EXERCISE PASSAGE
┄┄┄┄┄┄

Research Breakthrough Could Lead To “Smart” Solar Panels & Buildings

One of the problems with solar panels is they stay stationary while the sun moves across the sky. To maximize efficiency requires two axis tracking mechanisms — a horizontal device that allows the panels to follow the sun on its diurnal journey and a vertical device that permits it to adjust to seasonal changes in the sun’s azimuth. Now researchers at the Harvard Institute for Biologically Inspired Engineering and School of Engineering and Applied Sciences say they have created shape-shifting polymers that respond to heat and light without any external power required.
The research began as an attempt to understand the how the pads on the feet of a gecko allow it to adhere to walls and ceilings. They found that setae — highly flexible microscopic hairlike structures — are the key. Attempts to recreate them using liquid crystal elastomers enjoyed limited success. The researchers could get them to stretch in one or two directions but not three.
The latest research uses magnetic fields during the creation of the LCEs to control their molecular structure. The result is microscopic three dimensional polymer shapes that can be programmed to move in any direction in response to multiple types of stimuli, according to Science Daily. One benefit of the new materials could be solar cells that turn to face the sun the way sunflowers do in nature.
“What’s critical about this project is that we are able to control the molecular structure by aligning liquid crystals in an arbitrary direction in 3D space, allowing us to program nearly any shape into the geometry of the material itself,” says lead author Yuxing Yao. The research results were published in the Proceedings of the National Academy of Science on December 4. The entire report is available online and includes a number of interesting short videos showing how the LCEs respond in the laboratory. The research has been supported by the US Department of Energy and DARPA.

┄┄┄┄┄┄

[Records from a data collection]
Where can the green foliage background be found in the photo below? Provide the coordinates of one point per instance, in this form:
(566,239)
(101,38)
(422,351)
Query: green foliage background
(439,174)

┄┄┄┄┄┄

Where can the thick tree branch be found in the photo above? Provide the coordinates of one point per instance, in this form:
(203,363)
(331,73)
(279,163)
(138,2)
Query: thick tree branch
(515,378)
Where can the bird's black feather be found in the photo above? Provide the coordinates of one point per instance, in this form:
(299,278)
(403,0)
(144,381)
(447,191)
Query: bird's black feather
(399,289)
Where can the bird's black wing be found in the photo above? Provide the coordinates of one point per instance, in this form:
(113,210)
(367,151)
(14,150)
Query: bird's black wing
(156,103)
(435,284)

┄┄┄┄┄┄

Continue the news piece about shape-shifting polymers for smart solar panels from the point where it stops. You won't need the material to do this.

RESULT BELOW
The research team was able to make LCE shapes that reconfigure themselves in response to light by incorporating light-sensitive cross-linking molecules into the structure during polymerization. This type of self-regulated motion allows LCEs to deform in response to their environment and continuously reorient themselves to autonomously follow the light. Other polymers can be made that respond to multiple stimuli such as light and heat simultaneously.
Other than solar cells that track the sun autonomously, what other uses might there be for these tiny shape-shifters? The technology could also form the basis of autonomous source-following radios, multilevel encryption, sensors, and smart buildings. “Our lab currently has several ongoing projects in which we’re working on controlling the chemistry of these LCEs to enable unique, previously unseen deformation behaviors, as we believe these dynamic bio-inspired structures have the potential to find use in a number of fields,” says Joana Aizenberg, a professor of material science at SEAS.
No doubt DARPA is interested in the encryption possibilities the new LCE polymers present, but the prospect of autonomous solar panels that track the sun without expensive mechanical systems will probably be the application most CleanTechnica readers care most about.